In the profile of Timmins' Noella Rinaldo, when did she take over the city's community economic development team?

**PAGE EXTRACT:**
....................
The secret to navigating a long and successful career, according to Timmins’ Noella Rinaldo, is to surround yourself with interesting individuals.
Rinaldo, who took over the city’s community economic development team in September 2020, said her curiosity about people and their passions — what drives them, what inspires them to succeed — is the main ingredient in helping the local economy thrive.
The key role Rinaldo performs at the Timmins Economic Development Corporation (TEDC) is connecting those people with non-profit organizations, artist collectives and cultural groups with the goal of spurring development in the City with Heart of Gold.
“I think it's just a mixture of enjoying people and their stories,” Rinaldo said. “And in doing that, there always comes an opportunity to do something new.”
Although Rinaldo had plenty of experience in the public sector before taking the new role — she chaired the downtown business improvement association (BIA) and was also elected to city council for three terms — she said the route to her position with the EDC was non-traditional.
....................
**DATASET SECTION:**
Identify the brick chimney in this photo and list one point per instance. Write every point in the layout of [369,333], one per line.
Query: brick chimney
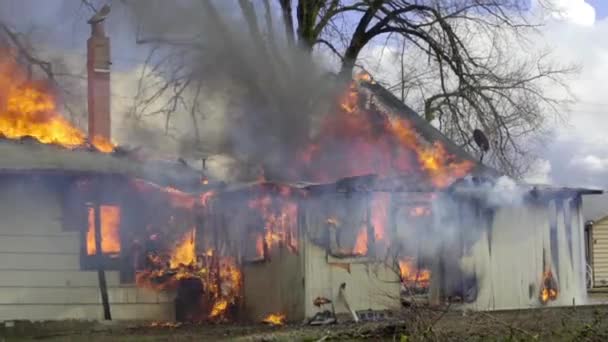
....................
**ANSWER BELOW:** September 2020